**Given exercise**
Emit the entire listing verbatim.

— START Listing —

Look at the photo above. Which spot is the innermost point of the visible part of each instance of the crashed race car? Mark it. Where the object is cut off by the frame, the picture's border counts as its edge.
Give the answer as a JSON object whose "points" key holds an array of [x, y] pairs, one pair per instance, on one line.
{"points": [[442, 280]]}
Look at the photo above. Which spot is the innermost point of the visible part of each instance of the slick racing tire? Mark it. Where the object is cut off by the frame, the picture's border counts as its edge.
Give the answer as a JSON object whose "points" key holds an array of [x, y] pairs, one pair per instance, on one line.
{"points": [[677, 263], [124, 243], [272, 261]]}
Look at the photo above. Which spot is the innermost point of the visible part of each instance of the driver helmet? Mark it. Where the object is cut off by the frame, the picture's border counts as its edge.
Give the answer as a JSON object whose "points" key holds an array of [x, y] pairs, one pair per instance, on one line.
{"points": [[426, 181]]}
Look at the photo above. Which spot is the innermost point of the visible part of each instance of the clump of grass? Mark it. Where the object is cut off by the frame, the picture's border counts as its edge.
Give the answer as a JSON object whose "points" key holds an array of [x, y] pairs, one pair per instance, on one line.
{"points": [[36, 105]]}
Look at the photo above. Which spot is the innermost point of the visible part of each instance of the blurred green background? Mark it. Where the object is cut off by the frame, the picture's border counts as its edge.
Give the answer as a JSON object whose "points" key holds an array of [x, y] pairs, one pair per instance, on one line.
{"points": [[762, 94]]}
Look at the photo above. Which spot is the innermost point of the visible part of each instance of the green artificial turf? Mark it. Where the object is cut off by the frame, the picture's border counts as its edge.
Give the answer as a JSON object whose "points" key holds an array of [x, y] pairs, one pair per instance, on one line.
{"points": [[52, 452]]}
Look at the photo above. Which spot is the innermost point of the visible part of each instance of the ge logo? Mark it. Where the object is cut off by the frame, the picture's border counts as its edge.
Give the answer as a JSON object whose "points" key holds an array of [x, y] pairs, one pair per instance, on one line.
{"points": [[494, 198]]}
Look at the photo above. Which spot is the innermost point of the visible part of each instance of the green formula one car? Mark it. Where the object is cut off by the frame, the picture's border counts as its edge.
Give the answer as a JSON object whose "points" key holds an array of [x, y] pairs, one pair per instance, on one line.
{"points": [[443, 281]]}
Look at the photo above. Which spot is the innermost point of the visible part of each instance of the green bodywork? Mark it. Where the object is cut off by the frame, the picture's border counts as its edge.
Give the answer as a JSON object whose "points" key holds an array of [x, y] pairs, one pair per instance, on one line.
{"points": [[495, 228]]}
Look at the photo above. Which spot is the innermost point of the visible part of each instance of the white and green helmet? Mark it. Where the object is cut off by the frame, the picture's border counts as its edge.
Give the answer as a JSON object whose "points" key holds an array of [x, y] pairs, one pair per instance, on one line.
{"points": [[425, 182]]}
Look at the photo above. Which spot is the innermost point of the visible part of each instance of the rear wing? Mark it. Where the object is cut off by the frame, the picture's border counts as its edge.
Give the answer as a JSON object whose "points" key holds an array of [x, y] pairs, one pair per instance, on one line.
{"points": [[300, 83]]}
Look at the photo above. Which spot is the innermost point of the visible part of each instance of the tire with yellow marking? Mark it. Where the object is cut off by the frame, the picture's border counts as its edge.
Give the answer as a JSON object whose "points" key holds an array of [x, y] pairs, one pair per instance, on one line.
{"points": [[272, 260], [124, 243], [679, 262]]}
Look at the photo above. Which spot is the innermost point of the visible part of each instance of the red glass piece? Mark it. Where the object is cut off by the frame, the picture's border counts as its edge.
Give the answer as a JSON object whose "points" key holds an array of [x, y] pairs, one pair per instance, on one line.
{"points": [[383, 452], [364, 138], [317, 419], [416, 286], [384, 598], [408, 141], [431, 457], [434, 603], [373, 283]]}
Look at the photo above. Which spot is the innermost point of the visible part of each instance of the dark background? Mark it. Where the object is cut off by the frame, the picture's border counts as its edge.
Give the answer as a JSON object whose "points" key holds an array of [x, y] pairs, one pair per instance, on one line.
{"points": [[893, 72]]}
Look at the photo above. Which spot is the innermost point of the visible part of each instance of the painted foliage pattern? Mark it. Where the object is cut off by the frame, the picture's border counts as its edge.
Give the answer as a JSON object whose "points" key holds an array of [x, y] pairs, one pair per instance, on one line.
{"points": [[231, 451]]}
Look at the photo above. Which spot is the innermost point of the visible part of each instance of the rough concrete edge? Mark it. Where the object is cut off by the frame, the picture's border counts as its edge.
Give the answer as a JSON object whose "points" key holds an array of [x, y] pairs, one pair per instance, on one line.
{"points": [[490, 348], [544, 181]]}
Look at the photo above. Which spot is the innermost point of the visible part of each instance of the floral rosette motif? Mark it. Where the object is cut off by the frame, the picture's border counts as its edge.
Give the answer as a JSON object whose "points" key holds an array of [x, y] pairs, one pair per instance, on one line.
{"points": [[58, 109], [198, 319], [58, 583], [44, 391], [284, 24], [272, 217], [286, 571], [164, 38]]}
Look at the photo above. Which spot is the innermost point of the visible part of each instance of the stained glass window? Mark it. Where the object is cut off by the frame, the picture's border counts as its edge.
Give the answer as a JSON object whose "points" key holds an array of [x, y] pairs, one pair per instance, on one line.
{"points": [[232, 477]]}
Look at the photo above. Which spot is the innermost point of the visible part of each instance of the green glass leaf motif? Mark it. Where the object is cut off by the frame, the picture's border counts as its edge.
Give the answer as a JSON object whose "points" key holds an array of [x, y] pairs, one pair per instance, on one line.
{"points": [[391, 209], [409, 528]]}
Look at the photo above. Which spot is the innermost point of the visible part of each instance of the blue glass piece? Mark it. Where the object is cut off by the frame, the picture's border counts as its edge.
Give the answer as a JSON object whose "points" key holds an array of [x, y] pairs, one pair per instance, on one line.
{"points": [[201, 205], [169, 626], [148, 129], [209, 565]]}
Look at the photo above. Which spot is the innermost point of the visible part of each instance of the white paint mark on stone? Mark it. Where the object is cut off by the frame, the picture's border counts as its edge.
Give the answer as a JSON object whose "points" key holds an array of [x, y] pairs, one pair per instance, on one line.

— END Listing —

**Finished exercise**
Look at the photo above. Which spot is the innermost point of the visible part of each instance of the crashed race car? Mark it. Where the object is cut off by the frame, the picture's border counts as its edge.
Give the answer as a JSON object whose "points" key holds an array of [x, y] pairs, one pair per instance, on one line.
{"points": [[442, 280]]}
Look at the photo above. Which spot is the innermost point of the visible part of each instance of the slick racing tire? Mark it. Where the object is cut off by the frame, the picture's border counts as its edge.
Give the answer as a JSON object whose "points" key holds an array of [x, y] pairs, one pair per instance, on one line.
{"points": [[677, 263], [124, 243], [272, 261]]}
Look at the photo above. Which spot is the innermost point of the visible part of each instance of the driver helmet? Mark it. Where the object is cut off by the frame, the picture's border counts as its edge.
Give the answer as a JSON object whose "points" key holds an array of [x, y] pairs, one pair per instance, on one line.
{"points": [[426, 181]]}
Look at the photo above. Which spot is the innermost point of the visible part of each instance of the clump of grass? Mark it. Where the object is cut off by the frame, the picture's border counts as its edge.
Give the answer as a JSON object whose "points" key holds an array of [x, y] pairs, one pair per instance, on one line.
{"points": [[36, 105]]}
Look at the photo above. Which spot is the innermost point of the visible part of each instance of the blurred green background? Mark it. Where the object is cut off by the frame, the picture's border counts as its edge.
Give the answer as a JSON object whose "points" key holds an array of [x, y] pairs, one pair per instance, on one line.
{"points": [[762, 94]]}
Look at the photo above. Which spot is the innermost point of the visible part of each instance of the green artificial turf? Mark it. Where the object is cut off by the frame, the picture's border counts as its edge.
Give the answer as a JSON object whose "points" key holds an array of [x, y] pairs, one pair per instance, on one line.
{"points": [[52, 452]]}
Look at the photo above. Which spot is the innermost point of the visible part of each instance of the ge logo? Mark it. Where the object is cut off by the frame, the picture's border counts as its edge.
Give the answer as a JSON object whose "points" key holds an array of [x, y] pairs, one pair per instance, on one line.
{"points": [[494, 198]]}
Look at the photo above. Which spot is the innermost point of the visible part of each instance of the green formula one car? Mark it. Where the object is cut off by the frame, the picture's border counts as its edge.
Give the answer as a JSON object whose "points" key holds an array of [x, y] pairs, one pair per instance, on one line.
{"points": [[443, 281]]}
Look at the photo above. Which spot is the innermost point of the visible part of each instance of the green bodywork? Mark it. Where the object is cut off by the frame, the picture's border counts as its edge.
Give the answer as a JSON object whose "points" key holds an array of [x, y] pairs, one pair per instance, on one line.
{"points": [[495, 228]]}
Look at the photo above. Which spot is the innermost point of the visible part of each instance of the white and green helmet? Mark it. Where the object is cut off by the frame, the picture's border counts as its edge.
Give the answer as a JSON object whose "points" key holds an array of [x, y] pairs, one pair per instance, on one line.
{"points": [[425, 182]]}
Look at the photo above. Which spot is the innermost point of the visible part of each instance of the rear wing? Mark it. Where the object is cut off by the frame, the picture's border counts as its edge.
Give the answer as a JSON object whose "points" key holds an array of [x, y] pairs, one pair per instance, on one line.
{"points": [[300, 83]]}
Look at the photo above. Which spot is the innermost point of the visible part of each instance of the tire with yellow marking? Mark it. Where the object is cut off by the frame, the picture's border counts as its edge.
Give the answer as a JSON object whose "points" key holds an array of [x, y] pairs, one pair per instance, on one line.
{"points": [[272, 260], [124, 243], [679, 262]]}
Look at the photo above. Which spot is the innermost point of the visible part of each instance of the red glass piece? Mark it. Where the object is cut off by the frame, the picture's border counts as its edge.
Give the answer as a JSON object whose "points" key holds an array of [x, y] pairs, one pair per instance, on one line.
{"points": [[383, 452], [364, 138], [317, 419], [416, 286], [384, 598], [408, 141], [431, 457], [434, 603], [373, 283]]}
Look at the photo above. Which spot is the innermost point of the visible part of each instance of the dark background? Mark it. Where the object is cut off by the frame, the picture's border counts as its edge.
Give the answer as a JSON object whose "points" key holds an array of [x, y] pairs, one pair per instance, on one line.
{"points": [[893, 72]]}
Look at the photo above. Which spot is the innermost point of the visible part of each instance of the painted foliage pattern? Mark it. Where the object is cut off by the frame, the picture's border counts as its edge.
Give the answer as a JSON object whose "points" key holds an array of [x, y] pairs, one pair per instance, on one line.
{"points": [[231, 451]]}
Look at the photo above. Which spot is the innermost point of the visible part of each instance of the rough concrete edge? Mark it. Where the object is cut off by the frame, the picture's border counts as its edge.
Give the answer as a JSON object whose "points" key holds an array of [x, y] pairs, one pair per instance, on one line.
{"points": [[490, 348], [544, 181]]}
Look at the photo above. Which spot is the innermost point of the visible part of each instance of the floral rosette motif? Mark it. Where the object is cut off by the frame, the picture's border counts as its edge.
Give the answer as a JSON object whose "points" key holds an array of [x, y] pairs, one pair per instance, on one line.
{"points": [[58, 109], [198, 319], [58, 583], [44, 391], [284, 24], [272, 217], [286, 571], [164, 38]]}
Look at the photo above. Which spot is the innermost point of the visible part of each instance of the stained glass window? Mark it. Where the object is cut off by the frame, the picture's border counts as its edge.
Give the answer as a JSON object whose "points" key holds an array of [x, y] pairs, one pair per instance, on one line.
{"points": [[232, 477]]}
Look at the photo above. Which spot is the innermost point of the visible part of each instance of the green glass leaf motif? Mark it. Where the object is cut off by the frame, the picture's border counts as its edge.
Give the answer as a JSON object whose "points" key holds an array of [x, y] pairs, one pair per instance, on one line.
{"points": [[391, 209], [409, 528]]}
Look at the photo above. Which spot is the innermost point of the visible part of each instance of the blue glass piece? Mark it. Where the object is cut off by the frame, the picture's border counts as its edge.
Give the answer as a JSON object whose "points" key holds an array of [x, y] pairs, one pair per instance, on one line.
{"points": [[201, 205], [169, 626], [148, 129], [209, 565]]}
Look at the photo above. Which spot is the innermost point of the visible part of each instance of the white paint mark on stone? Mark it. Where the object is cut off by the frame, the picture's border counts as its edge.
Give the answer as a JSON object whose "points" key holds an array of [x, y] pairs, one pair per instance, on one line.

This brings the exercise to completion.